What this exercise asks:
1 - List every person the interview names by full name.
2 - From the interview, return the passage beginning with the words "New Answers in" and ending with "the UNLV Foundation.", copied word for word.

Source text:
....

New Answers in Ancient Remains
Q&A with Anna Osterholtz, Ph.D. candidate in bioarchaeology
Working in a lab surrounded by human bones doesn’t rattle Anna Osterholtz. The bioarchaeology fellow is conducting research on ancient remains in Cyprus that she hopes will help us learn about how humans adapt to stress.
Anna’s research is supported by the President’s UNLV Foundation Graduate Research Fellowship, funded by private gifts to the UNLV Foundation.
I had several high-profile options for graduate work, but I fell in love with UNLV when I saw the labs and met the faculty. I specifically chose UNLV in order to work with Debra Martin [Lincy Foundation Professor of Archaeology]. When ancient Cyprus became my area of focus, my committee co-chair Alan Simmons [Distinguished Professor of Anthropology], was invaluable. And I couldn’t have pursued my research without the private financial support UNLV made available to me.
How would you describe your research to a lay-person – say, a childhood friend, or any of us who aren’t archaeologists?
My challenge has always been how to explain what I do to my grandmother! Simply, my research looks at how people interact with each other, their relationships. Everyone’s day-to-day activities leave physical marks on their bones. We can read these marks thousands of years later. I’ll be looking at patterns found in Bronze Age remains in Cyprus. These bone fragments can help us understand how people lived and how they adapted during a time of massive social breakdown. We can learn how their culture buffered them from sickness and biological stress.

....

[Data extracted from a collection]
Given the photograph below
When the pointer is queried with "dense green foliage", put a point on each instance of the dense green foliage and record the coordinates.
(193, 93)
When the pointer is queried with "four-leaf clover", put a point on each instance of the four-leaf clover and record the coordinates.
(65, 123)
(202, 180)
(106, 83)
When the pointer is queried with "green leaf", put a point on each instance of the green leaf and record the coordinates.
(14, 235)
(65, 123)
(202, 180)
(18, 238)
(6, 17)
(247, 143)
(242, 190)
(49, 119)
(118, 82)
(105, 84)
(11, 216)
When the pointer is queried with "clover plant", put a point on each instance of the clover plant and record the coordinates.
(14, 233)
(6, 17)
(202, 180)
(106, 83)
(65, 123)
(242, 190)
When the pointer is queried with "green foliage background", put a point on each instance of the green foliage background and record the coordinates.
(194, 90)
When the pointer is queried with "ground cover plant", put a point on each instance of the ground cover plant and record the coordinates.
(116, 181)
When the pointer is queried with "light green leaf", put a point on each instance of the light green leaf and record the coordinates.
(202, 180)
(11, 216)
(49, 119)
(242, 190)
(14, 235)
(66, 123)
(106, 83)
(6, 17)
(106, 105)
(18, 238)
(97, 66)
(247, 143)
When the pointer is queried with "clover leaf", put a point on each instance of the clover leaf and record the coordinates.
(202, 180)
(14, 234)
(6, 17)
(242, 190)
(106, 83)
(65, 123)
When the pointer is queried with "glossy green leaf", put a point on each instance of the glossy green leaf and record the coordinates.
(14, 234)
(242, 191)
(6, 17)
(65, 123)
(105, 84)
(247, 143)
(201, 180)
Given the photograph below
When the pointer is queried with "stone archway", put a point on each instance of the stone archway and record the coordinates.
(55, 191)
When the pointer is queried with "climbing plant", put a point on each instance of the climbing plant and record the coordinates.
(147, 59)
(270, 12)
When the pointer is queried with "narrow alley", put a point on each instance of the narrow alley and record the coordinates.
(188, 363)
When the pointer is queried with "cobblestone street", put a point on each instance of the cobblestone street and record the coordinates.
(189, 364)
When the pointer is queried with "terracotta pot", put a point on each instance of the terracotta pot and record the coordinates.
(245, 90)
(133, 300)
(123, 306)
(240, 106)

....

Response list:
1 - Anna Osterholtz, Debra Martin, Alan Simmons

2 -
New Answers in Ancient Remains
Q&A with Anna Osterholtz, Ph.D. candidate in bioarchaeology
Working in a lab surrounded by human bones doesn’t rattle Anna Osterholtz. The bioarchaeology fellow is conducting research on ancient remains in Cyprus that she hopes will help us learn about how humans adapt to stress.
Anna’s research is supported by the President’s UNLV Foundation Graduate Research Fellowship, funded by private gifts to the UNLV Foundation.